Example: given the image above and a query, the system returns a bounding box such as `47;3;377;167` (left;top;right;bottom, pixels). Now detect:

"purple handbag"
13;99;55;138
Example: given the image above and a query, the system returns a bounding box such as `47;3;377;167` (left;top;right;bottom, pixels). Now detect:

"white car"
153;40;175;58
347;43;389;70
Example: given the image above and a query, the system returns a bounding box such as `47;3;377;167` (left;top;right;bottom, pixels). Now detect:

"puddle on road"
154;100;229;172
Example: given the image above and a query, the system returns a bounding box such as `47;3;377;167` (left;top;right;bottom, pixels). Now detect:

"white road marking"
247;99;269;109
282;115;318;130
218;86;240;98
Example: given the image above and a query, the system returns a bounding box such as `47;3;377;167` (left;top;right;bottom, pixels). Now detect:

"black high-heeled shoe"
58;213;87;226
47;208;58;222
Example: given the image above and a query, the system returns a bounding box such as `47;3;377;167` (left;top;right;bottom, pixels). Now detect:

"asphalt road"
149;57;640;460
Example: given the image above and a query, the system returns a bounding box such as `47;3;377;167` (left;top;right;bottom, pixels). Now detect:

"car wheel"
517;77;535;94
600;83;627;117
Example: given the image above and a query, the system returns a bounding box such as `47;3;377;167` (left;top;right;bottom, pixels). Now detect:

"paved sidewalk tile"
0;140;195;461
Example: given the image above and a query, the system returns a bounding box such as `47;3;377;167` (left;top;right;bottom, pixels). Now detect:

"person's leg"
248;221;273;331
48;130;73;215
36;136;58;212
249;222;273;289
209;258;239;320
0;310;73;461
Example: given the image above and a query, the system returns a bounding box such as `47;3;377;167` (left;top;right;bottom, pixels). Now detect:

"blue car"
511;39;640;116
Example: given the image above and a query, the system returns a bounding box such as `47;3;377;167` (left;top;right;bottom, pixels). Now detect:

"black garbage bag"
# # # #
- **Задание**: Преобразуйте все строки выше в таблицу Markdown со столбцами «№» и «Строка», где указаны номер и сама строка. Пустые строки в таблицу не включайте.

- **Ответ**:
| № | Строка |
|---|---|
| 1 | Example: given the image above and a query, the system returns a bounding box such as `47;3;377;167` (left;top;right;bottom, pixels). Now detect: |
| 2 | "purple handbag" |
| 3 | 13;99;55;138 |
| 4 | Example: given the image above and a query, the system returns a bounding box such as `47;3;377;167` (left;top;right;bottom, pixels). Now detect: |
| 5 | "white car" |
| 6 | 153;40;175;58 |
| 7 | 347;43;389;70 |
| 8 | Example: given the image above and a query, the system returns a bounding box such as `47;3;377;167` (left;top;right;bottom, pixels). Now detect: |
| 9 | "puddle on road" |
| 10 | 154;100;229;172 |
| 11 | Example: given the image above and a query, the system returns a bounding box such as `47;3;377;167` (left;top;right;bottom, pixels). Now detect: |
| 12 | "white road marking" |
| 13 | 247;99;269;109 |
| 14 | 282;115;318;130 |
| 15 | 218;86;240;98 |
| 16 | Example: given the image above and a query, the system returns a bounding box such as `47;3;377;167` (left;top;right;bottom, pixels). Now detect: |
| 17 | "black high-heeled shoe" |
| 18 | 58;213;87;226 |
| 19 | 47;208;58;222 |
| 20 | Example: given the image above and a query, the system returns a bounding box such as `47;3;377;167` (left;top;right;bottom, pixels). Now detect: |
| 21 | "asphalt road" |
| 22 | 149;57;640;460 |
| 23 | Example: given the image above and a query, the system returns a bounding box such as `47;3;377;167` (left;top;right;bottom, pixels). Now detect: |
| 24 | "car wheel" |
| 25 | 517;77;535;94 |
| 26 | 600;83;627;117 |
| 27 | Example: given the image above and a query, the system returns a bounding box such as `47;3;377;167` (left;top;right;bottom, pixels). Now detect: |
| 28 | "paved sidewalk tile" |
| 29 | 0;140;195;461 |
| 30 | Example: given the image above and a query, the system returns a bounding box such as `47;3;377;167` (left;top;right;bottom, pixels). Now detect: |
| 31 | "person's leg" |
| 32 | 248;221;273;331 |
| 33 | 48;130;73;215 |
| 34 | 36;136;58;212 |
| 35 | 249;222;273;289 |
| 36 | 209;258;239;320 |
| 37 | 0;310;73;461 |
| 38 | Example: given the image above and a query, the system returns a bounding box such as `47;3;377;167` (left;top;right;bottom, pixels). Now detect: |
| 39 | "blue car" |
| 40 | 511;39;640;116 |
| 41 | Example: given the image above and a query, the system returns a bounding box such as `47;3;377;167` (left;top;right;bottom, pixels). Now detect: |
| 42 | "black garbage bag" |